Si l’atteinte de l’extase mystique, du plaisir absolu, considérée comme n’appartenant qu’au monde divin, est impossible sur terre, il semble légitime de se demander alors quel est l’objet de la volition du poète.

 

Nous pouvons penser, à juste titre, que l’isolement évoqué à de nombreuses reprises dans l’œuvre poétique de Fray Luis de León – l’exemple le plus parlant étant la canción de lavida solitaria (14) - a pour but le rapprochement du divin, à défaut de pouvoir l’atteindre. Mais, la recherche de Dieu trahit plus ici un caractère singulier, comme une quête de protection, de conseils : Fray Luis de León ne parle-t-il pas lui-même d’une recherche du souffle divin qui lui dicterait ses mots, ses actes et orienterait ses gestes ? (15) Le poète ne serait ainsi que le simple interprète de la parole divine. La recherche de ce Dieu constituerait dans ce sens une quête de l’idéal du moi. Lors de son procès, qui le conduira -comme nous le savons- à l’emprisonnement de 1572 à 1576, Fray Luis de León évoque son père, à la suite du témoignage à charge de l’un de ses propres neveux. Ce dernier déclare que Fray Luis de León déshonorerait son père par l’attitude qu’il adopte au jour de son procès. Le poète augustinien aborde alors le sujet de la figure paternelle en débordant largement de la réponse qui eût semblé nécessaire.

 

Il parle d’un père bon, généreux, lui prodiguant très souvent de nombreux conseils et représentant pour lui un modèle à suivre par l’amour qu’il a su porter à son fils (16) . Nous relèverons ici le parallélisme entre l’image du père et celle de Dieu chez Fray Luis de León. Ce dernier évoque également, lors de ce même procès, le manque dû à l’absence de son père qui l’aurait sans nul doute conseillé au mieux dans les moments difficiles de son existence. Il renouvellera quelques années plus tard ses propos sur l’absence du père lorsqu’il abordera ses années d’emprisonnement. L’identification de Dieu au père semble donc entière chez Fray Luis de León. Freud avait défini l’identification au père comme le processus par lequel un sujet adopte comme étant le sien un attribut appartenant à un autre sujet. Cette opération a pris une importance croissante dans son œuvre au point de devenir l’opération par laquelle le sujet se constitue lui-même. L’image que se fait Fray Luis de León de Dieu constituerait donc en réalité la dimension archaïque manifestant la présence parentale originelle. Cette représentation permettrait ainsi d’assurer la suppléance  de la figure paternelle et de commémorer la nostalgie parentale. Ce processus psychique, désigné par Jung par le terme « d’imago » (17) en référence au roman éponyme de Carl Spitteler (1903), représente chez Freud une image construite à partir des premiers objets de l’histoire du sujet, en sa dimension d’idéalisation et d’identification (18) . De l’identification du père à Dieu résulte la précipitation du « je-léonien » dans une forme primordiale au travers de laquelle le sujet tend vers le « je-idéal », comme « socle des identifications secondaires » selon l’expression de Jacques Lacan (19) , représentant ainsi le fondement, le noyau de l’idéal du moi. Cette quête constante de la figure paternelle apporte donc une explication intéressante quant à l’absence de volonté d’atteindre à tout prix  l’extase mystique et justifie le caractère de contemplatif lyrique aux simples accents mystiques de Fray Luis de León.

^^^^

EXERCICES À FAIRE:
1. Transformez l'ensemble des enregistrements de repérage dans des images, plus bas, en une liste numérotée, sans les lignes vides. Laissez les images de côté dans votre réponse.
2. Poursuivez le texte sur Fray Luis de León, ci-dessus, en reprenant juste après sa dernière phrase.

Entrées de repérage de positions dans des images:
^^^^

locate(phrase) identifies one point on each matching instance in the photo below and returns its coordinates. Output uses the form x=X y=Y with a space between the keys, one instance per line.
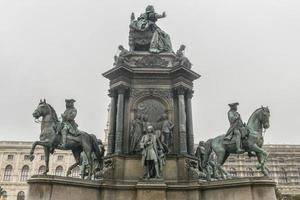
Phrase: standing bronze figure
x=151 y=154
x=136 y=132
x=166 y=130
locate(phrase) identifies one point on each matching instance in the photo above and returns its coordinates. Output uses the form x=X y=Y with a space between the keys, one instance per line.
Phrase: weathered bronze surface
x=153 y=158
x=145 y=35
x=251 y=141
x=78 y=141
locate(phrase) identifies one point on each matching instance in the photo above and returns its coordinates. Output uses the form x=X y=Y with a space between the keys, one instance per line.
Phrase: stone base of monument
x=63 y=188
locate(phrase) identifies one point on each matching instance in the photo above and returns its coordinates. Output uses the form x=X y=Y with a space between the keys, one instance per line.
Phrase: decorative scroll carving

^^^^

CORRIGÉ:
1.
1. locate(phrase) identifies one point on each matching instance in the photo below and returns its coordinates. Output uses the form x=X y=Y with a space between the keys, one instance per line.
2. Phrase: standing bronze figure
3. x=151 y=154
4. x=136 y=132
5. x=166 y=130
6. locate(phrase) identifies one point on each matching instance in the photo above and returns its coordinates. Output uses the form x=X y=Y with a space between the keys, one instance per line.
7. Phrase: weathered bronze surface
8. x=153 y=158
9. x=145 y=35
10. x=251 y=141
11. x=78 y=141
12. locate(phrase) identifies one point on each matching instance in the photo above and returns its coordinates. Output uses the form x=X y=Y with a space between the keys, one instance per line.
13. Phrase: stone base of monument
14. x=63 y=188
15. locate(phrase) identifies one point on each matching instance in the photo above and returns its coordinates. Output uses the form x=X y=Y with a space between the keys, one instance per line.
16. Phrase: decorative scroll carving

2.
 

Le désir d’accéder au divin, à la sphère des idées pures en partant du monde  physique, vu comme une création divine, repose chez Fray Luis de León sur son besoin de rapprochement de Dieu sans recherche de plaisir, celui-ci ainsi que l’union au Créateur et donc au père étant considérés comme hors d’atteinte de l’humain, prisonnier de son corps.  La poésie du « Cygne du Tormes » ne constitue donc nullement une œuvre purement mystique ni même une œuvre se démarquant légèrement de la mystique traditionnelle. Elle représente en réalité le désir ardent du poète de dépasser une alternance de refus crispés et d’approbations bruyantes, en acceptant l’Homme et le milieu dans lequel il évolue tels qu’ils sont et en prenant conscience des limites de la vie humaine plutôt que de vouloir les transcender au risque de se blesser. Si la psychanalyse permet d’aborder de façon totale le moi du poète, en donnant accès non seulement à ce que l’auteur veut laisser entendre mais aussi à la vie inconsciente de laquelle jaillit le texte, elle ne dénature en rien la portée et la beauté de la pensée de l’illustre salmantin. « Le psychanalyste ne promet rien, la psychanalyse permet » (20)  : elle n’est qu’un instrument de la raison critique pouvant permettre la découverte dans les textes de faits et de relations dont la responsabilité inconsciente de l’écrivain serait la source, l’accès de l’Homme à la Réalité de l’être.

 

Frédéric ALLARD (Université Blaise Pascal – Clermont II)

 

(1) Michel HULIN, La mystique sauvage, P.U.F., Paris, 1993.

 

(2)Michel HULIN, ibid.

 

(3) Les qualificatifs « luisien(ne) » ou « léonien(ne), formés à partir de « Luis de León », sont utilisés à l’imitation de nombreux chercheurs parmi lesquels P. ROUSSELOT, A. GUY, J. KRYNEN, R.W. JOSEPH-AUGUSTE.

 

(4) Très schématiquement et pour rappel, Aristote définit le monde physique comme étant la réalité. Saint Augustin envisage quant à lui l’accès la Réalité des choses, au-delà du monde physique, par la seule réflexion ontologique.

 

(5) Hans BLUMENBERG, La raison du mythe, Gallimard, Paris, 2005.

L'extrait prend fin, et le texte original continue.